[Point placement records]
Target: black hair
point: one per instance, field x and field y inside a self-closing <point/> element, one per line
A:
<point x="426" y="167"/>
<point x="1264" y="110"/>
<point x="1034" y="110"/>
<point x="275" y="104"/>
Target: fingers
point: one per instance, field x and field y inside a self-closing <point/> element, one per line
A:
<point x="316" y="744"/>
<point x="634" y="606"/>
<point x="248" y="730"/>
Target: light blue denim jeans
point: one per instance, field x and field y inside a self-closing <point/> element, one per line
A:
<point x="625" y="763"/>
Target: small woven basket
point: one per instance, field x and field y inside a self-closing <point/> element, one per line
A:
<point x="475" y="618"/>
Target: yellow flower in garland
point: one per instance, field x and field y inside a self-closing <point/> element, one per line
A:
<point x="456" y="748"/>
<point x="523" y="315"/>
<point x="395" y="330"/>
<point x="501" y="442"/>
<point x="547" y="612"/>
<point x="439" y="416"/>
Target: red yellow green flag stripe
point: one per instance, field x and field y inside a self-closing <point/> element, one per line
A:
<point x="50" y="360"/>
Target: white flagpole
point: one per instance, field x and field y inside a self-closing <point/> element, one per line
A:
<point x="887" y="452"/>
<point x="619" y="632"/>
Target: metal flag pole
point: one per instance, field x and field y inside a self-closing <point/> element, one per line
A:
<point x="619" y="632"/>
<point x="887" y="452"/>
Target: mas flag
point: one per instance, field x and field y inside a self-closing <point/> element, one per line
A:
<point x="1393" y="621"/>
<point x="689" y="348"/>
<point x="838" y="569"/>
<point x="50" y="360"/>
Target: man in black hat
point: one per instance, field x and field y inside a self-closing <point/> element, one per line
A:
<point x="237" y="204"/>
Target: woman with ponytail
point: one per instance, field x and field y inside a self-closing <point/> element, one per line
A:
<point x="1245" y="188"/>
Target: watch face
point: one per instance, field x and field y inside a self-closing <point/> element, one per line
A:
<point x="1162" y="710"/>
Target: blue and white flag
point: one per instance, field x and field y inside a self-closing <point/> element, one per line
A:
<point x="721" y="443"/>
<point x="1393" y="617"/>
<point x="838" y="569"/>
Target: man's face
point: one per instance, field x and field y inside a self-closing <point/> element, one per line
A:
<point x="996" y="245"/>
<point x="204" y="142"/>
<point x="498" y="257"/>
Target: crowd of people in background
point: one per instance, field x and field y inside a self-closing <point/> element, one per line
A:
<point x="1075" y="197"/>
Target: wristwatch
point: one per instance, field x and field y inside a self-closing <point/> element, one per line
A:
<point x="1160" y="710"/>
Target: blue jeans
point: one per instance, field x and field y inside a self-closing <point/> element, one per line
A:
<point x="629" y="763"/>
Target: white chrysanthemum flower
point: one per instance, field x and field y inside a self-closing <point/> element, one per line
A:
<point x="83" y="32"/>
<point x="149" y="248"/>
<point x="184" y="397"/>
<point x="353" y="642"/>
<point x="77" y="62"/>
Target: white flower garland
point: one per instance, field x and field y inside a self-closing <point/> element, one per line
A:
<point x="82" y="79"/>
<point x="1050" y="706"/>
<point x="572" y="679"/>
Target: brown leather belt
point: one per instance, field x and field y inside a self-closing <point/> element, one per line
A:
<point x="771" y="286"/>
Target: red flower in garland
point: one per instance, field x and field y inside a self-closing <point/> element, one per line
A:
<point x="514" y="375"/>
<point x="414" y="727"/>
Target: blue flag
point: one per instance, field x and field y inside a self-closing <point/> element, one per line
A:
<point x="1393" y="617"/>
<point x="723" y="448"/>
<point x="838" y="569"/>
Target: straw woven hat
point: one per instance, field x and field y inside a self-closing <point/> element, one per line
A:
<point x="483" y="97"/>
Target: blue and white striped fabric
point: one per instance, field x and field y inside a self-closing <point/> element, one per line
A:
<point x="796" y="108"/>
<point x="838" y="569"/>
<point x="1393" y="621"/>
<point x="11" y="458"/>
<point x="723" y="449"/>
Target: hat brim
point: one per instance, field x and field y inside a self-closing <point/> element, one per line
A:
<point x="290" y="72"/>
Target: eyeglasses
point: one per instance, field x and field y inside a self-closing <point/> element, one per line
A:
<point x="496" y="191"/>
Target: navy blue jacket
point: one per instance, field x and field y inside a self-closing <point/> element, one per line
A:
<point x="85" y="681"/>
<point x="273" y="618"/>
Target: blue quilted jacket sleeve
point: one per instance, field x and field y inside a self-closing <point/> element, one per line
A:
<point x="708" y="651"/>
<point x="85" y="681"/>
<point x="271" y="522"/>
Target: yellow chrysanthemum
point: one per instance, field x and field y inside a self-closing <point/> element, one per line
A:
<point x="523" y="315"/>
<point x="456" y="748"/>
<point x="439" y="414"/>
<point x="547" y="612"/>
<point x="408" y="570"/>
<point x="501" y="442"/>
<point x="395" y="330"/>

**DIRECTION**
Can you edit the records so that each "Target" becomes "Object", with everything else left unchanged?

**RESPONSE BELOW**
Object: black hair
point: one per instance, field x and field y inside a self-closing <point/> element, one per line
A:
<point x="426" y="167"/>
<point x="1264" y="110"/>
<point x="1034" y="110"/>
<point x="275" y="104"/>
Object: fingers
point: one per instance, field x and field y inside a self-closing <point/> element, one per line
A:
<point x="316" y="744"/>
<point x="634" y="606"/>
<point x="248" y="730"/>
Object: light blue denim jeans
point: one per instance, field x and field y inside a self-closing <point/> element, one per line
A:
<point x="625" y="763"/>
Object: small woven basket
point: one per instance, field x and field y inside a self-closing <point/> element, one per line
A:
<point x="475" y="618"/>
Object: yellow flower in garland
point: one per instance, field x and field y inside a self-closing <point/> element, one per line
A:
<point x="456" y="748"/>
<point x="523" y="315"/>
<point x="395" y="330"/>
<point x="501" y="442"/>
<point x="547" y="612"/>
<point x="439" y="416"/>
Object: red yellow green flag stripe
point: one per instance, field x and field y inside a self-closing <point/> element, one per line
A:
<point x="50" y="360"/>
Object: white flagpole
point: one per instance, field x and field y inside a self-closing <point/> element, one per line
A:
<point x="887" y="452"/>
<point x="619" y="632"/>
Object: metal flag pole
point: one per instance, field x and field y inside a self-closing <point/> element, one per line
A:
<point x="619" y="632"/>
<point x="887" y="452"/>
Object: mas flag
point: one per instance, field x and field y inside a self-closing <point/> element, one per line
A:
<point x="1393" y="621"/>
<point x="689" y="348"/>
<point x="838" y="569"/>
<point x="50" y="360"/>
Object: man in black hat
point: one per instance, field x and field y inside a self-closing <point/> element, one per line
A:
<point x="237" y="204"/>
Object: woman with ponytail
point: one per instance, field x and field y inside a self-closing <point/> element, one per line
A:
<point x="1245" y="188"/>
Object: watch face
point: one per instance, field x and field y inside a self-closing <point/> element, one per line
A:
<point x="1162" y="710"/>
Object: blue and white flag
point: one per instance, field x and field y inside a self-closing <point/> element, one per line
A:
<point x="721" y="443"/>
<point x="1393" y="617"/>
<point x="838" y="569"/>
Object: man's face
point: one per instance, field x and field y inside a self-closing <point/> element, one per line
A:
<point x="996" y="245"/>
<point x="204" y="142"/>
<point x="498" y="257"/>
Object: crowd of people in background
point: one per instance, field x and field y inside a self-closing <point/> element, one per line
A:
<point x="1075" y="197"/>
Object: wristwatch
point: one per instance, field x and field y inside a self-closing <point/> element, one per line
A:
<point x="1160" y="710"/>
Object: blue jeans
point: one per instance, field x and field y inside a self-closing <point/> element, one per line
A:
<point x="629" y="763"/>
Object: white chrysanthemum flower
point: one per instance, field x and field y inside a self-closing <point/> element, one per line
A:
<point x="83" y="32"/>
<point x="149" y="248"/>
<point x="184" y="397"/>
<point x="353" y="642"/>
<point x="77" y="62"/>
Object: white flower garland
point: one per instance, field x and field y inside a self-closing <point/> element, one per line
A:
<point x="82" y="79"/>
<point x="1050" y="706"/>
<point x="572" y="679"/>
Object: brown leather belt
point: one per instance, field x and field y inside a self-closing <point/> element, one per line
A:
<point x="771" y="286"/>
Object: red flower in garland
point: one per instance, field x and field y inside a self-closing <point/> element, one per line
A:
<point x="514" y="375"/>
<point x="414" y="727"/>
Object: blue flag
point: one per instance, field x and field y inside a self-closing <point/> element, one per line
A:
<point x="1393" y="617"/>
<point x="723" y="448"/>
<point x="838" y="569"/>
Object: straw woven hat
point: one per instance, field x and field y inside a self-closing <point/> element, one per line
A:
<point x="483" y="97"/>
Object: blue and white striped fabric
point: one per instance, field x and field y inside a self-closing <point/> element, one per line
A:
<point x="796" y="108"/>
<point x="838" y="569"/>
<point x="1393" y="621"/>
<point x="11" y="458"/>
<point x="723" y="449"/>
Object: hat brim
point: one per instance, field x and field y inside a self-closing <point/> element, one per line
A:
<point x="290" y="72"/>
Object: eyeglasses
point: one per instance, field x and field y inside a self-closing <point/> element, one per line
A:
<point x="496" y="191"/>
Object: navy blue jacket
point: one per instance, field x and field y inside a self-closing <point/> element, one per line
A:
<point x="85" y="681"/>
<point x="273" y="618"/>
Object: blue quilted jacket sleeve
point: one per instance, field x and field y inside a self-closing <point/> element, one per line
A:
<point x="708" y="651"/>
<point x="85" y="681"/>
<point x="271" y="522"/>
Object: yellow chrysanthemum
point: one per instance, field x and field y inside a self-closing <point/> element, one per line
A:
<point x="523" y="315"/>
<point x="456" y="748"/>
<point x="439" y="414"/>
<point x="547" y="612"/>
<point x="408" y="570"/>
<point x="501" y="442"/>
<point x="395" y="330"/>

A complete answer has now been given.